--- DATA FOR THE TASK ---

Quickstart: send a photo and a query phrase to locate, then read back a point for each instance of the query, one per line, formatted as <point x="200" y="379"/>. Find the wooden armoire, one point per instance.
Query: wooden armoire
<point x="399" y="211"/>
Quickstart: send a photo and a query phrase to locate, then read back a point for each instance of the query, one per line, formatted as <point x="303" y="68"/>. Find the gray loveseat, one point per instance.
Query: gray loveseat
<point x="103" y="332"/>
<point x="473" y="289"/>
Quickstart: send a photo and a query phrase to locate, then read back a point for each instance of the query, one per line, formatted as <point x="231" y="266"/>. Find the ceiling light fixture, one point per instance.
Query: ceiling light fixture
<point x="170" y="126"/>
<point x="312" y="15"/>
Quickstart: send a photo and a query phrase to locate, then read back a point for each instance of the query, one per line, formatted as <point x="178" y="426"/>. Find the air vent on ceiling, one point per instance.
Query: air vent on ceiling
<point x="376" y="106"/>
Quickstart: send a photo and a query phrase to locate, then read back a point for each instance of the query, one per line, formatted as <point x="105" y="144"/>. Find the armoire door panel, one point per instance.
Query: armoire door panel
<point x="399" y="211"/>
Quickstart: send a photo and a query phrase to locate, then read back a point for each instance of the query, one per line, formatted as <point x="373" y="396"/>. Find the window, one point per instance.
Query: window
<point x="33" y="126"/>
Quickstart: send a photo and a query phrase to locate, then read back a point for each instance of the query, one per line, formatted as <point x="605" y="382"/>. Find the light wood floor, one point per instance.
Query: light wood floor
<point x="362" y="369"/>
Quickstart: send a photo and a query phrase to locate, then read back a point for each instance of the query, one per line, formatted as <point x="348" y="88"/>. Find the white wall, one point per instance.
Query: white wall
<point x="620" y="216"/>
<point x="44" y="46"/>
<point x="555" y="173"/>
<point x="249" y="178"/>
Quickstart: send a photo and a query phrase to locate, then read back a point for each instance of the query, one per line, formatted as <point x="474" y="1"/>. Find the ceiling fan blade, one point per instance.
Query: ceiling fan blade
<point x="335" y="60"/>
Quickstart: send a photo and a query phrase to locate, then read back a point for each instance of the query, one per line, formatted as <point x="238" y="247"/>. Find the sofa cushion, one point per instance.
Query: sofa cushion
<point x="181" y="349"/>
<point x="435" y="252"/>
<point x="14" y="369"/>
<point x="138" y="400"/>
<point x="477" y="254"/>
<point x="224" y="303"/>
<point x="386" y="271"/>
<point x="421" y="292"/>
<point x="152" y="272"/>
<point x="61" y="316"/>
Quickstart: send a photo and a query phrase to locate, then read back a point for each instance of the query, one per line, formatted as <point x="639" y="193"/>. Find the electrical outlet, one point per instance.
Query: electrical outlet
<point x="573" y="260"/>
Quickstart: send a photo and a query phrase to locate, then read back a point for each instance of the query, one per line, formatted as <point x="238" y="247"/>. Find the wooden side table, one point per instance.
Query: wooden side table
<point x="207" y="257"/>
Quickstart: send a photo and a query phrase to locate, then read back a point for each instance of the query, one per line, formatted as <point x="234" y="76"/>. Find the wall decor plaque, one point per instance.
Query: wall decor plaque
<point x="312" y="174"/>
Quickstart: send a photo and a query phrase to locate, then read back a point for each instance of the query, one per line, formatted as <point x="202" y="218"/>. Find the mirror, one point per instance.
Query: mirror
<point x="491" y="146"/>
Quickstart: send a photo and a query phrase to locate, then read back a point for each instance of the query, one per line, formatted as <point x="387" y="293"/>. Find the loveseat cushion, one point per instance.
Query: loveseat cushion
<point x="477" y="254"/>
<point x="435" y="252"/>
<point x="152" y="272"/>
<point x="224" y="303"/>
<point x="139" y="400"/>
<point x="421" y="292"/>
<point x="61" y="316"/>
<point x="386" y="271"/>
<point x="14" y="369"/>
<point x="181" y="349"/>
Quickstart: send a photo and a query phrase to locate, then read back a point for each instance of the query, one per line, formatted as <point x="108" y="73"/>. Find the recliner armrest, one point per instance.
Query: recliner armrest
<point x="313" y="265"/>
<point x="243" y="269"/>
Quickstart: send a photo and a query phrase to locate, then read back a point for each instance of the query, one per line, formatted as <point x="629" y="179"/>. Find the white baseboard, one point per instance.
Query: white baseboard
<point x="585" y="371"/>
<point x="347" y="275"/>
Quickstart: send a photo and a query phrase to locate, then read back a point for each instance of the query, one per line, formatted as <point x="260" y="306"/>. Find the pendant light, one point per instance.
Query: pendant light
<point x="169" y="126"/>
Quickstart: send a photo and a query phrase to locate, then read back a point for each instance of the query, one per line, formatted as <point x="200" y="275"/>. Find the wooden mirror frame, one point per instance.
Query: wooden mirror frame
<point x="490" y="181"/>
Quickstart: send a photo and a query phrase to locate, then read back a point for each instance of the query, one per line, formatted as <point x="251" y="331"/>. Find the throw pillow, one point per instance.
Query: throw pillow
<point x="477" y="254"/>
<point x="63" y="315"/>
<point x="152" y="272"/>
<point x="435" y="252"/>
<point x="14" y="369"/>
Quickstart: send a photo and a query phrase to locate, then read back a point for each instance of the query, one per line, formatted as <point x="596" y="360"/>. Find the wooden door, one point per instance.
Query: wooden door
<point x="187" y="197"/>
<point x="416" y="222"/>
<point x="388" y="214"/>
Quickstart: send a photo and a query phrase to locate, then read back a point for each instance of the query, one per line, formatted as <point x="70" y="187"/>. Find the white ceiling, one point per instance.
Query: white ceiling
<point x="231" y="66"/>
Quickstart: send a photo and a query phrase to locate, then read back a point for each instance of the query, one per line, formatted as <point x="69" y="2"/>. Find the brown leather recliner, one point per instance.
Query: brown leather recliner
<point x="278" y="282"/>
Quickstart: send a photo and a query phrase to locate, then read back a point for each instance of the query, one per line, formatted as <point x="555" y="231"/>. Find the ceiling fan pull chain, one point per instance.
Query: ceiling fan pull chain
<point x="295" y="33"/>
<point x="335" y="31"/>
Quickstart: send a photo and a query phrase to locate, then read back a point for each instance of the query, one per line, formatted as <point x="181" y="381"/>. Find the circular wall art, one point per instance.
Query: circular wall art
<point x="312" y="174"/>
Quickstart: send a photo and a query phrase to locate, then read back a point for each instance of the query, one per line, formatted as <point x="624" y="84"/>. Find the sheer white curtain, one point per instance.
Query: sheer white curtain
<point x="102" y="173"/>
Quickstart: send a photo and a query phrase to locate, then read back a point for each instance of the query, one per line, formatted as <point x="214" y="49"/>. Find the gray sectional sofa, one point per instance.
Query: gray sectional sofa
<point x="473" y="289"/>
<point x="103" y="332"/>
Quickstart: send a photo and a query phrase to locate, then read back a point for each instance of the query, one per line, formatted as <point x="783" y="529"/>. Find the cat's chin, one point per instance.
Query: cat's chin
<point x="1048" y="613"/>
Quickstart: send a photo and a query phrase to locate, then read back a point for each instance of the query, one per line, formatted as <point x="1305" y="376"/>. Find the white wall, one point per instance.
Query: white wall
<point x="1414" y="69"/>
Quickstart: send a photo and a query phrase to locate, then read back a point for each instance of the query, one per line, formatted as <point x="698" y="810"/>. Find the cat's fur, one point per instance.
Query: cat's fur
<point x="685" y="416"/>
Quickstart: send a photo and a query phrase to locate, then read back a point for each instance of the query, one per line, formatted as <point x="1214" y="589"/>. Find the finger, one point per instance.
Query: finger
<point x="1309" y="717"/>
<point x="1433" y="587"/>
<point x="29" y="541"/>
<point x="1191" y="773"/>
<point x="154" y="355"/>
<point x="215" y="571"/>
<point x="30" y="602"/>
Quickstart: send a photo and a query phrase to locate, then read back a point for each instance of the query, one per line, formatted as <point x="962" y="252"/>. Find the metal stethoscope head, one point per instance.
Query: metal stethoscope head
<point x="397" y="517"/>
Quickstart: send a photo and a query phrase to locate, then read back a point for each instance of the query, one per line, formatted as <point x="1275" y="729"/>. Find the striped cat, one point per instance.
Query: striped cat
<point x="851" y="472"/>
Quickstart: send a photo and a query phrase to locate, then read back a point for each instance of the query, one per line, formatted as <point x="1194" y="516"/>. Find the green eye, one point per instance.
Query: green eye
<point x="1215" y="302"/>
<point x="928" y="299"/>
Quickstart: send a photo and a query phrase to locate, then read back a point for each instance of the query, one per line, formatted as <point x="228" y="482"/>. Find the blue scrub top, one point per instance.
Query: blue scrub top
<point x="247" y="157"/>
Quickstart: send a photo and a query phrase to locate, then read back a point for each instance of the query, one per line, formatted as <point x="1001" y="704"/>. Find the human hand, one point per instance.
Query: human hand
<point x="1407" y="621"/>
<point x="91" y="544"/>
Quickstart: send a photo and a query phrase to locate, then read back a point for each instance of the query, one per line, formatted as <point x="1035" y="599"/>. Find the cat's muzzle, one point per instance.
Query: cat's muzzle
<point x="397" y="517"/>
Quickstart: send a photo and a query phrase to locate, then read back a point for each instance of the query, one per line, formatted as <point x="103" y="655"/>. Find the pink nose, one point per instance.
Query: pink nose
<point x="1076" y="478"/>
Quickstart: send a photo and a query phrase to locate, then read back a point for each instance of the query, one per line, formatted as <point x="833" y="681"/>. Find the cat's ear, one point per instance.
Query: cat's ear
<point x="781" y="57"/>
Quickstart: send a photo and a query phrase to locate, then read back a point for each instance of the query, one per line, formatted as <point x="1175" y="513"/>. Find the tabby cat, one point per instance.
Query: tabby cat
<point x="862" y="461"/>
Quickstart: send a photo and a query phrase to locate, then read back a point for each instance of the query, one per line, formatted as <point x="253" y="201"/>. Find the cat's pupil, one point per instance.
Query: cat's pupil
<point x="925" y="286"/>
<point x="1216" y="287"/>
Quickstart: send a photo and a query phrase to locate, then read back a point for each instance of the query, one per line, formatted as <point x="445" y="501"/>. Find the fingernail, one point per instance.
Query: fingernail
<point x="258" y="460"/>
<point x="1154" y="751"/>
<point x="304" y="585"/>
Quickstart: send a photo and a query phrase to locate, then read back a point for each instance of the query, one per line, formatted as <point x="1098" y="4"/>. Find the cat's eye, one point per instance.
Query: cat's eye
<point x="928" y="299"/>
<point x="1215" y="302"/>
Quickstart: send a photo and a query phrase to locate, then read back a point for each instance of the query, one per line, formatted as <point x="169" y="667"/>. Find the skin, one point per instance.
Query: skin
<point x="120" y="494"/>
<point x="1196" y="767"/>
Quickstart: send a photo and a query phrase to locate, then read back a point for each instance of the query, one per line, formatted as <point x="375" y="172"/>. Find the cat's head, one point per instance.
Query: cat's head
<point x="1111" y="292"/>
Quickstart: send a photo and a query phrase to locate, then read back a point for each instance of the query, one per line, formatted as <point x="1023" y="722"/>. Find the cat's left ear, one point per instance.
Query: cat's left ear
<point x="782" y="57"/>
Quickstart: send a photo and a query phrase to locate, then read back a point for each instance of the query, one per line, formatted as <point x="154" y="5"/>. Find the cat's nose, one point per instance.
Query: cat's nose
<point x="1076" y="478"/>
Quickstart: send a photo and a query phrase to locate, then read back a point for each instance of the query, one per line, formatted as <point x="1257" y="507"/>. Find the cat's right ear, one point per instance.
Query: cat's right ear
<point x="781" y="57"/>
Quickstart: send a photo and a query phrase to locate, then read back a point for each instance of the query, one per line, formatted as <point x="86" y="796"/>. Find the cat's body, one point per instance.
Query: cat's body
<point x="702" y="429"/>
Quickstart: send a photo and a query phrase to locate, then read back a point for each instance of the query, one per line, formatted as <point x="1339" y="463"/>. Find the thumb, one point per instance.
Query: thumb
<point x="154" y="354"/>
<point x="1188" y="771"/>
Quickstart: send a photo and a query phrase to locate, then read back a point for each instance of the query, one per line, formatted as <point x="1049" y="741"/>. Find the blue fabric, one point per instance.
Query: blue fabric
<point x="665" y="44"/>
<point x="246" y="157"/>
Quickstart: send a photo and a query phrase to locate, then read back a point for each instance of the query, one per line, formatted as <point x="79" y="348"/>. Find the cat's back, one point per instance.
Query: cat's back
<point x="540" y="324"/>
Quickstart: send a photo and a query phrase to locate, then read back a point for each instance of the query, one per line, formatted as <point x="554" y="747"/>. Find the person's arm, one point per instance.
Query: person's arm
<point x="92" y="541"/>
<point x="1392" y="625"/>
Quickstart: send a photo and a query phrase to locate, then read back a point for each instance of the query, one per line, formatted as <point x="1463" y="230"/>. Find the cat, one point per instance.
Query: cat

---

*WHAT TO WORK ON*.
From the records above, copy out the line with "Query: circular wall art", the line with "curtain, one point per instance.", and every line between them, word for word.

*ANSWER BOX*.
Query: circular wall art
<point x="312" y="174"/>
Quickstart: send a photo and a query phrase to locate, then read back a point for each instance of the query, one per line, formatted as <point x="624" y="84"/>. Find the sheer white curtain, one point per instance.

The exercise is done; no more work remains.